SOURCE DATA:
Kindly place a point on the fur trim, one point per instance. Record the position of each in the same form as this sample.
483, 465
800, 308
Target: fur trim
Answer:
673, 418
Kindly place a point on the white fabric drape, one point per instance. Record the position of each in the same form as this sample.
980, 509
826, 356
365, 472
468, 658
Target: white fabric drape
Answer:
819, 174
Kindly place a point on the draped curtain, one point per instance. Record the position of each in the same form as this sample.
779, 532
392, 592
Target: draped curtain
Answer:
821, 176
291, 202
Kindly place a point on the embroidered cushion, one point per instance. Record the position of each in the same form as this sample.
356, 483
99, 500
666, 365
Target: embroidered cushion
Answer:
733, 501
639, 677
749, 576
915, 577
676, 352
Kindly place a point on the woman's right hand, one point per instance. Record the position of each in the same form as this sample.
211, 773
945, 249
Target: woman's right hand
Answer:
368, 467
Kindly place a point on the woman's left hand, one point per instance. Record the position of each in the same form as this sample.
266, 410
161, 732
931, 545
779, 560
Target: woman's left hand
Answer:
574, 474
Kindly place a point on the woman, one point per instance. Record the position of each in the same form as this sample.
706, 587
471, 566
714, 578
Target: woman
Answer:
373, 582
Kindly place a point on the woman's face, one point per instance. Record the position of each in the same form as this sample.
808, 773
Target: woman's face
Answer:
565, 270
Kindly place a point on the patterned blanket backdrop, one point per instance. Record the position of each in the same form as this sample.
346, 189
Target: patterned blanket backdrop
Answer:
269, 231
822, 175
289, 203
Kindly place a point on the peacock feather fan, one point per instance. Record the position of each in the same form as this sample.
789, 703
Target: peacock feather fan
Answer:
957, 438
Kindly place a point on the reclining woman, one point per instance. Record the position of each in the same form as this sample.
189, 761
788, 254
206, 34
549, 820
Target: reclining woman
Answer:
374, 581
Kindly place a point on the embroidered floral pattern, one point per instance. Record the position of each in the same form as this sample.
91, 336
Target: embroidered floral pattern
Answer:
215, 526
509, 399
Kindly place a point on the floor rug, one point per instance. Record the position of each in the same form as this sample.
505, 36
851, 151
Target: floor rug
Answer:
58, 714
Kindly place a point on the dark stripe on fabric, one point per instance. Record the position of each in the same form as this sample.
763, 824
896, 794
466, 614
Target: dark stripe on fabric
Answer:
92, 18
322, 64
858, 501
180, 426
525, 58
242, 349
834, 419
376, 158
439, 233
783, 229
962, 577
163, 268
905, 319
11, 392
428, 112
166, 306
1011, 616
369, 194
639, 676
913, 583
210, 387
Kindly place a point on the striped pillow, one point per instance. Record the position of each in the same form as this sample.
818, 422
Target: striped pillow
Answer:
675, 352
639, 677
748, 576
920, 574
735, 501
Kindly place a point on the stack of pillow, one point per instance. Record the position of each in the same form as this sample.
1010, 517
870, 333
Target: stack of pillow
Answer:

TRY IT: Set every record down again exactly as written.

TASK RESULT:
Kindly place a point on the fur trim, one point per instance. Record the position of each in the same form as this sample.
483, 465
800, 308
Target: fur trim
Answer:
673, 418
Kindly place a point on the white fabric drape, one point per instance. Record the position of each in the same form as this sample.
980, 509
826, 356
365, 472
468, 658
Target: white fabric drape
Answer:
819, 174
Kindly place a point on the draped curtain, one point per instance. Record the position of each in the same form as this sample.
779, 532
392, 592
Target: draped curtain
Answer:
821, 176
291, 202
Kindly place a point on the embroidered cushion, one point per instance. Record the position of each in the same form as this sample.
356, 483
99, 500
666, 365
Target: embroidered cushion
Answer:
733, 501
639, 677
749, 576
915, 577
676, 352
Kindly place a point on the woman's right hand, one point per instance. Record the position of each in the same form as this sample.
211, 773
945, 249
Target: woman's right hand
Answer:
368, 467
Kindly place a point on the woman's left hand, one point per instance. Record the position of each in the same form as this sample.
266, 410
161, 732
931, 545
779, 560
Target: woman's left hand
Answer:
574, 474
Kindly place a point on the woman, one point per instance. Record the position of each in the same form as this sample.
706, 587
471, 566
714, 578
Target: woman
Answer:
373, 582
Kindly place a point on the woman's face, one point per instance. Record the position of each in the same form as this sample.
808, 773
Target: woman's face
Answer:
565, 270
Kindly place a point on the patterned blanket backdrop, one point per instance. Record the position of each in the same form as this sample.
346, 189
Target: patterned blanket backdrop
Answer:
269, 231
822, 175
289, 203
Kindly place a point on the peacock feather fan, one point per instance. Record the position of each in the same form as this sample.
789, 703
Target: peacock feather fan
Answer:
957, 438
Kindly place a point on the reclining woman, one point per instance. Record the position of each in the same form as this sample.
189, 761
788, 254
206, 34
549, 820
Target: reclining woman
Answer:
374, 581
Kindly place a point on the embroidered floral pattern, one point per instance. Record the position of each in the same form as this sample.
91, 336
Target: embroidered floral pattern
Answer:
215, 526
509, 399
Kindly place a point on the floor rug, one point per instance. Record the position of each in the same form as this sample.
505, 36
851, 151
Target: floor rug
Answer:
58, 714
Kindly place a point on the dark stripe on fabric, one point per instance. Record the position of each in the same form as this sample.
763, 824
896, 794
466, 614
Target: dark stripe on fabric
Answer:
92, 18
322, 64
858, 501
180, 426
525, 58
242, 349
834, 419
376, 158
439, 233
783, 229
962, 577
163, 268
905, 319
11, 392
428, 112
166, 306
1011, 616
369, 194
639, 676
913, 583
210, 387
Kindly place a point on the striped pillow, one point per instance. Record the position of each in the same form as this sample.
818, 422
Target: striped pillow
Answer:
675, 352
639, 677
748, 576
920, 574
735, 501
Kindly place a point on the stack of pillow, one point per instance. Record the position of each in the same form as this sample.
1010, 517
870, 333
Target: stack of pillow
Answer:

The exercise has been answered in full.